**Testo estratto**.
************

In un’epoca storica in cui l’horror vacui e il “void”, il vuoto esistenziale, hanno conosciuto un incremento esponenziale, al punto da assumere le pantagrueliche dimensioni di vera e propria piaga sociale, occorrerebbe forse invece tornare ai principi stoici, e il riferimento corre alla “scuola” di pensiero filosofico sorta in Grecia nel III a.C. e giunta, pur con notevole discontinuità, sino ai suoi tardi e più noti epigoni di età romana imperiale: Lucio Anneo Seneca, lo schiavo Epitteto e il celebre “imperatore-filosofo” Marco Aurelio, e non allo pseudo-stoicismo dei “fuffa-guru” da social network.
Oggi come non mai è di vitale importanza tornare al principio stoico di ricerca di un equilibrio interiore inscalfibile rispetto alle circostanze esterne, quali la presenza o meno di affetti umani, i quali certo non devono essere disprezzati né respinti, ma sui quali non si dovrebbe fare cieco e acritico affidamento, in quanto l’equilibrio personale fondato su qualcosa di esterno (l’amicizia in questo caso) espone invariabilmente al rischio, qualora il fattore esterno dovesse venir meno, di ritrovarsi nella condizione di dover fare i conti in solitudine con il proprio vuoto, come dovrebbe essere, senza essere però mai stati abituati a farlo, in quanto tanto c’era sempre qualcuno su cui appoggiarsi, perché la cicala quando è estate non concepisce l’avvicinarsi ineluttabile dell’inverno.

************

**Dati forniti**.
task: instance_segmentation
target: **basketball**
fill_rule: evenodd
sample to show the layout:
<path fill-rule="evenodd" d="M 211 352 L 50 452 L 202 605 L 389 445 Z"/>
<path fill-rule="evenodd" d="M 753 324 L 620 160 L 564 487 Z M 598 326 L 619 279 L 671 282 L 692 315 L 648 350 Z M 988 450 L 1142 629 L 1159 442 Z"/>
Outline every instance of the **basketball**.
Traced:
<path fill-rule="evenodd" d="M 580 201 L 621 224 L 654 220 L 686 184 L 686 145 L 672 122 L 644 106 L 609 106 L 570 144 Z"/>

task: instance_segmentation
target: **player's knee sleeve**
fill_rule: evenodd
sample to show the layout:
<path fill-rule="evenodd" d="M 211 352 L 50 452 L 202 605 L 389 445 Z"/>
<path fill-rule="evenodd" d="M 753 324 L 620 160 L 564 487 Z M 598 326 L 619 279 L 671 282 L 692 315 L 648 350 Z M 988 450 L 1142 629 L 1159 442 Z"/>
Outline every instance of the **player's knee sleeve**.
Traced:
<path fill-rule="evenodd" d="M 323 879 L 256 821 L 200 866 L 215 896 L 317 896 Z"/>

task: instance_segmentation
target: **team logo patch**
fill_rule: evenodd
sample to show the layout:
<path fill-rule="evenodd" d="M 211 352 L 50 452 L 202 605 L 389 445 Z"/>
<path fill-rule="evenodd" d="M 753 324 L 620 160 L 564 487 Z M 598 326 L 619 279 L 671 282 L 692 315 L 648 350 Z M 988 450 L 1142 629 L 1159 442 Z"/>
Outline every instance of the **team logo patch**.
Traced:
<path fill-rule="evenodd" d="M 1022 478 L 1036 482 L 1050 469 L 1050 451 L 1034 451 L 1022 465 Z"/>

************

Prosegui il testo sullo stoicismo e il vuoto interiore a partire dal punto in cui si interrompe.

I conti con il void si fanno in solitudine, le persone che ci vogliono bene possono contribuire a crearci intorno un ambiente favorevole nel quale intraprendere il percorso interiore, questo però non deve essere appaltato a forze esterne e deve conservare la natura di esclusivo appannaggio dell’individuo che lo intraprende. Le amicizie sono un elemento positivo nelle nostre vite, ma a patto che non servano a distrarci dal nostro vuoto. Non è questo però il messaggio del film. L’impressione è che la cinematografia odierna, quantomeno quella rivolta ad un pubblico di massa, abbia abdicato al proprio ruolo di faro e di guida e si sia ridotta a torbido riflesso delle storture edonistiche in cui la cultura “occidentale” è, forse ormai irrimediabilmente, immersa.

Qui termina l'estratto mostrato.